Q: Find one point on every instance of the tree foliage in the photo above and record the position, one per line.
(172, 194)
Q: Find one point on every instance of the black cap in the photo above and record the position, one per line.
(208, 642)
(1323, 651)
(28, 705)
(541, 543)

************

◆ PROBLEM ◆
Nothing but the lines from the one containing "Q: Find one point on every instance of the black" through the end of the material should appear; please return them exactly.

◆ EXERCISE OUTPUT ◆
Q: Find one point on every instance of the black cap in the photo above and record the position, one per line.
(208, 642)
(1323, 651)
(28, 705)
(541, 543)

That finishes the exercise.